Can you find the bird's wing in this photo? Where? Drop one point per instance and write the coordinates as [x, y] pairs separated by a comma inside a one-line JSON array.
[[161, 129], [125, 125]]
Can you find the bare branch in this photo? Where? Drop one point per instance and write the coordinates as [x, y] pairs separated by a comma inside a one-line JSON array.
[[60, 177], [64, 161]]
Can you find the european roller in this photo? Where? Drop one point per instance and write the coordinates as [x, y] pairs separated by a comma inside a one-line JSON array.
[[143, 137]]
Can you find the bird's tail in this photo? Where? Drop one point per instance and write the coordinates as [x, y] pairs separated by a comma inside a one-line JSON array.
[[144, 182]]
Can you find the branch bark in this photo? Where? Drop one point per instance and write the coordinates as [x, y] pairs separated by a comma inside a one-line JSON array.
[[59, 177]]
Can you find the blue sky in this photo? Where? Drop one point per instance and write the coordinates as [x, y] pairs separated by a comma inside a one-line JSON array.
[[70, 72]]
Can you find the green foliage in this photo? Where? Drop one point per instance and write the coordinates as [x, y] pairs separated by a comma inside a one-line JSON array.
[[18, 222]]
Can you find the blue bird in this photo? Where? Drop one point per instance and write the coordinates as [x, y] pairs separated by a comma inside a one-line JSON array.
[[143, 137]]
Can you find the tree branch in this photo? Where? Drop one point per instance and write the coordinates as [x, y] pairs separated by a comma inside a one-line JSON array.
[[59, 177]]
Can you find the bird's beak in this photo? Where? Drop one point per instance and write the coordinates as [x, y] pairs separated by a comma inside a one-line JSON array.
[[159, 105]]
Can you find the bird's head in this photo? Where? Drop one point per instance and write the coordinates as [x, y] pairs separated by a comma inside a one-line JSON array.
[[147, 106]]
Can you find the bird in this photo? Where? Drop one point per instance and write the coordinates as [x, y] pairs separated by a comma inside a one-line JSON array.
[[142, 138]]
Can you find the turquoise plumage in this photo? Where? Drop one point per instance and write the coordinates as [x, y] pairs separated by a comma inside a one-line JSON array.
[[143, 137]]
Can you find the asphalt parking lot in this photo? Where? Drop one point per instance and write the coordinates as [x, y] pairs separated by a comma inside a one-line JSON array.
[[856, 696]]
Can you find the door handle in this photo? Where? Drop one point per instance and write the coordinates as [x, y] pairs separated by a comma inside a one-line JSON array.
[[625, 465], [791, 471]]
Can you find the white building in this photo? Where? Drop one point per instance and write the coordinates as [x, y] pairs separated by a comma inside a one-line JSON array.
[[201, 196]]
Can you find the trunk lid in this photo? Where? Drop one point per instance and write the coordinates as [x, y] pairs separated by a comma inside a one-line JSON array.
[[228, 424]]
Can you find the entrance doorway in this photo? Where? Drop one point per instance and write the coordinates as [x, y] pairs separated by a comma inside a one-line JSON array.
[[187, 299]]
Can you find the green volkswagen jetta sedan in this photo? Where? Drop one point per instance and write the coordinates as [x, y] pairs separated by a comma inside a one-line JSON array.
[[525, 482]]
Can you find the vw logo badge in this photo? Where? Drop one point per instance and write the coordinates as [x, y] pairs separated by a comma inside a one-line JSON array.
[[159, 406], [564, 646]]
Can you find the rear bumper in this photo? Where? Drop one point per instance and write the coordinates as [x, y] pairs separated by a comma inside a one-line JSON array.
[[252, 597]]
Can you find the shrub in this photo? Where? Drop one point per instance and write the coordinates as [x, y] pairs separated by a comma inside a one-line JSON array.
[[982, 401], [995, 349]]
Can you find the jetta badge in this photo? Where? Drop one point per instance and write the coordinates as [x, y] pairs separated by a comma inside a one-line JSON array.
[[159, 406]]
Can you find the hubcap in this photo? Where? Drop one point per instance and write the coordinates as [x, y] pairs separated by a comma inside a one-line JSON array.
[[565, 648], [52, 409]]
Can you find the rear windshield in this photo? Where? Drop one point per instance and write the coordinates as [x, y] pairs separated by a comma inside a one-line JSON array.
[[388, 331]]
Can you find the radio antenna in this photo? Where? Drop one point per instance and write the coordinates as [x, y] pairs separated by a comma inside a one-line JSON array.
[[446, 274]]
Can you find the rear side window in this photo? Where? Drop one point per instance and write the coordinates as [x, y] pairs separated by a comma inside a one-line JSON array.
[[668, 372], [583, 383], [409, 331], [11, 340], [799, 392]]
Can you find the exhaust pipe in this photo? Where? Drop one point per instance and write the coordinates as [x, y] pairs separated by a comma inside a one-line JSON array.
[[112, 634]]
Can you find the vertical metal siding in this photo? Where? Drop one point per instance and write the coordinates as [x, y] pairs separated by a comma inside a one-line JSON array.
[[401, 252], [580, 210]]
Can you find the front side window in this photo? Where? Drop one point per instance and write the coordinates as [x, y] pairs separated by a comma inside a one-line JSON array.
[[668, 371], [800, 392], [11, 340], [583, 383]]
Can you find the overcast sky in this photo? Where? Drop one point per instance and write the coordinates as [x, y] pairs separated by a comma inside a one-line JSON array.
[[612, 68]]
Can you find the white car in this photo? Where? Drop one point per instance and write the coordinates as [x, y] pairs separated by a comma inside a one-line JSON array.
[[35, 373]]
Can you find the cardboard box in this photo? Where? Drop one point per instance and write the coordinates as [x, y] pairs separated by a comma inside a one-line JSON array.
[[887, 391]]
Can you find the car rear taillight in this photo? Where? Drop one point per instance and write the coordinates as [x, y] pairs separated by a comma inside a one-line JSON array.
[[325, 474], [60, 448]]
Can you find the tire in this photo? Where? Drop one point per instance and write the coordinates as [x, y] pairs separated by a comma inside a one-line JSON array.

## Your goal
Your task is to repeat every entry exactly.

## Output below
Can you find the bird's wing in this photo? Where? Drop one point per instance and write the coordinates as [x, y] pairs separated by a comma inside a one-line JSON array.
[[161, 129], [125, 125]]
Can you find the bare branch in this photo? Where? Drop one point per instance and write the coordinates as [x, y] pairs separated by a comma inside a one-line JSON array.
[[60, 177], [64, 161]]
Can you find the european roller in this photo? Where? Drop one point per instance and write the coordinates as [x, y] pairs separated by a comma inside a one-line JSON array.
[[143, 137]]
Can you find the bird's tail in this photo? Where? Drop one point per instance and write the coordinates as [x, y] pairs separated by a comma inside a one-line JSON array.
[[144, 182]]
Can you find the branch bark in this photo? Where? Drop one point per instance and write the coordinates as [x, y] pairs separated by a comma inside a one-line JSON array.
[[59, 177]]
Can you find the blue sky in this photo? Where? Drop one point per instance and write the coordinates as [x, y] pairs separated by a comma inside a one-line JSON array.
[[70, 72]]
Can you find the green foliage in this photo? Where? Drop one point per instance and write the coordinates as [x, y] pairs separated by a comma inside a one-line JSON array.
[[18, 222]]
Can you find the blue bird in this photo? Where? Drop one point per instance and write the coordinates as [x, y] pairs separated by a comma inside a one-line JSON array.
[[143, 137]]
Can you find the tree branch in this photo? Where? Drop one point per instance and write the coordinates as [x, y] pairs separated by a comma inside a one-line JSON array.
[[59, 177]]
Can you find the bird's beak in this photo? Where? Drop one point per instance and write the coordinates as [x, y] pairs separated by a comma inside a one-line JSON array.
[[159, 105]]
Can you find the bird's head in this photo? Where? Drop one point per instance and write the coordinates as [x, y] pairs separated by a comma inside a one-line JSON array.
[[147, 106]]
Can you find the bird in this photo? Where? Drop one point per instance and write the coordinates as [x, y] pairs separated by a comma inside a one-line JSON array.
[[142, 138]]
Can you find the turquoise plumage in this photo? Where? Drop one point per instance and write the coordinates as [x, y] pairs separated by a comma inside a one-line JSON array.
[[143, 137]]
Can you find the asphalt parking lot in this photo? Where? Drop one point per instance and write the coordinates as [x, y] pairs separated by a comma inside a one-line JSON array.
[[856, 696]]
Can you find the door handle in this photo? Where? Drop one point per instance and write the coordinates as [x, y] pairs separated by a comma inside a one-line JSON array.
[[625, 465], [791, 471]]
Can you find the white building in this photo? Where? Drop one point per instance and write the coordinates as [x, y] pairs separated by a comma inside a one-line JSON array.
[[201, 196]]
Can you find the trunk lid in this photo? Where? Drop one point per instance and write the coordinates as [x, y] pairs separated by a comma inside a one-line JSON array.
[[228, 424]]
Can you find the entrance doorway in this photo? Where? Drop one point per instance and write the coordinates as [x, y] pairs separated by a comma inside a one-line JSON array.
[[187, 299]]
Can you find the green volkswagen jetta sedan in this photo? Where? Drop one point per instance and write the coordinates as [x, y] pairs separated by a comma inside a one-line JSON array.
[[525, 482]]
Can you find the vw logo badge in this photo? Where? Drop one point per instance and write the coordinates as [x, y] pairs separated by a comma inside a one-line JSON array.
[[159, 406], [564, 646]]
Can you find the rear bumper in this photo? Where? Drop one point per instance and write the coordinates as [x, y] pairs separated by a comma inside a one-line JSON array.
[[252, 597]]
Can you find the shrub in this photo? Where? Drop one point per instance and write the coordinates as [x, y] pairs separated by a comma inside a one-line JSON array.
[[982, 401], [995, 349]]
Can you find the jetta badge in this photo? Where? Drop one point per instance and write the coordinates as [x, y] pairs separated by a comma inside a one-line JSON array.
[[159, 406]]
Can you find the hubcap in this photo? Where? Drop one point per instance and write the coordinates as [x, y] pairs separated by a comma inside a one-line JSON array.
[[565, 648], [52, 409]]
Can you find the rear windshield in this photo? Where? Drop one point per instance and write the coordinates as [x, y] pairs separated by a comma inside a one-line JSON array.
[[388, 331]]
Can you find the radio antenna in this photo? Where? Drop one point per instance and write the coordinates as [x, y] pairs separated by a comma inside a one-line JSON array.
[[446, 274]]
Can you find the rear side window in this photo? Where? Drop one point per instance and write the coordinates as [x, y] pairs separated by a comma inside a one-line JSON array.
[[668, 372], [583, 383], [409, 331], [11, 340], [799, 392]]
Can you find the exhaust pipe in this photo? Where? Drop one point per instance and write the coordinates as [x, y] pairs separated by a comma inside a one-line JSON array.
[[112, 634]]
Can you find the vertical metal siding in this photo? Where? Drop one point per instance and write the coordinates as [x, y] pairs separated by a comma inside a one-line JSON array.
[[401, 252], [580, 210]]
Can you find the front side window in this photo? Where? Drop one point per instance and write the coordinates as [x, y] pairs separated by a comma inside a one-line JSON array.
[[668, 371], [800, 392], [11, 340], [583, 383]]
Can you find the overcast sky in this photo? Where? Drop one point per instance and write the coordinates as [x, y] pairs separated by a comma inside a one-line JSON array.
[[612, 68]]
Can you find the white car in this photo? Where? Drop one point per instance and write the coordinates as [x, y] pairs separated by a comma inside a one-line JSON array.
[[35, 373]]
Can you find the cardboard box in this photo? Where? Drop one point per instance and write the coordinates as [x, y] pairs separated by a comma inside a one-line JSON array.
[[887, 391]]
Can you find the car rear taillight in this photo? Where? Drop one point per instance and write the coordinates as [x, y] pairs separated by a comma inside a one-line JSON array.
[[325, 474], [60, 448]]
Can you find the tire in this photo? Where? Drop one point per instance and write the coordinates as [x, y] pairs separated by a comma inside a one-line JSON array.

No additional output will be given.